> Your task
Type out every line of the data again, exactly.

··· Material for the task ···

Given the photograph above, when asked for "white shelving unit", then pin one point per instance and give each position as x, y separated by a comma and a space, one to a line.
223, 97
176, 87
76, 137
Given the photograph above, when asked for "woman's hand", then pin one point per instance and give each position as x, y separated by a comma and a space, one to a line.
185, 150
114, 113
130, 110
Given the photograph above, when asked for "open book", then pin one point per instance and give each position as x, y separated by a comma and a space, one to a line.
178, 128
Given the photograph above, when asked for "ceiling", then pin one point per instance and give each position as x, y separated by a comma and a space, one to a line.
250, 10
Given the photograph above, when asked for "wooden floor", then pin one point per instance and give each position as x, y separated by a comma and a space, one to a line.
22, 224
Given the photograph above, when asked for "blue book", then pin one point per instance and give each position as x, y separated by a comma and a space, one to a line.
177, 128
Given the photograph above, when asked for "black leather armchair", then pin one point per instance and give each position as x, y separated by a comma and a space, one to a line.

···

> Written answer
Given the photograph above, when asked for "white shelving unit", then pin one point per instance and give each position as x, y separated by a comma and a space, one to a line.
223, 97
176, 87
76, 137
Given the photograph above, when asked for "woman's hand", then pin one point per instance and give each position as x, y separated by a comma and a space, one to a line.
185, 150
114, 113
130, 110
Given the photograph above, when asked for "open book", then pin one point per instance and give each position as x, y separated by a comma and a space, one to a line.
178, 128
Given the photograph above, when asked for "ceiling", then pin one point per instance and give each position as x, y separated by a comma and a space, one to a line.
250, 10
Given the photograph above, when asked for "wooden floor", then pin one point per instance and give each position as x, y separated by a comma and a space, one to a line.
22, 224
Given the photograph above, when asked for "blue book", then pin one point per instance and give each position as x, y separated by a comma and a space, one to a line.
177, 128
Given the photograph above, when asked for "black leather armchair", then pin one point per instance and give each position as x, y separated by a comma and a space, one to a line.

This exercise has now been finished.